Directions for this task — Starting at the line containing "Put a dot on every instance of the green" and ending at the last line of the entries, write all those lines out again with the requests included. Raise every point coordinate given as an answer by 99, and leave the requests and their layout samples unchanged.

Provided material —
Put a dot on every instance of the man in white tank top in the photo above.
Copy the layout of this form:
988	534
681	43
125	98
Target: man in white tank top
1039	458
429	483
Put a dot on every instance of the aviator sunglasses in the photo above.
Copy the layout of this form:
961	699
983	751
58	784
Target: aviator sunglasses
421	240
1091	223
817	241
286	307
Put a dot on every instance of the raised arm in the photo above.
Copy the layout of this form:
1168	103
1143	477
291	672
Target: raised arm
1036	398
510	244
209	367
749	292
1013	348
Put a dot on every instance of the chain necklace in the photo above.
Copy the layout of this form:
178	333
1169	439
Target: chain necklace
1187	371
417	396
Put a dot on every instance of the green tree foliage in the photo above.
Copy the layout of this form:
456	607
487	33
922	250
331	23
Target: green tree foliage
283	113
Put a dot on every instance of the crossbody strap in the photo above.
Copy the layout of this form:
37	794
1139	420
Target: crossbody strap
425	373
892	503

Solution for this exercise —
Put a dot on every instance of the green tree foliage in the photo above.
Copy the layout of this form:
456	607
487	33
922	250
331	23
Target: green tree foliage
382	212
Put a dot on every instance of the crossbody strap in the photo above.
Copy the layout of this form:
37	794
1139	420
Target: crossbody strap
524	472
991	602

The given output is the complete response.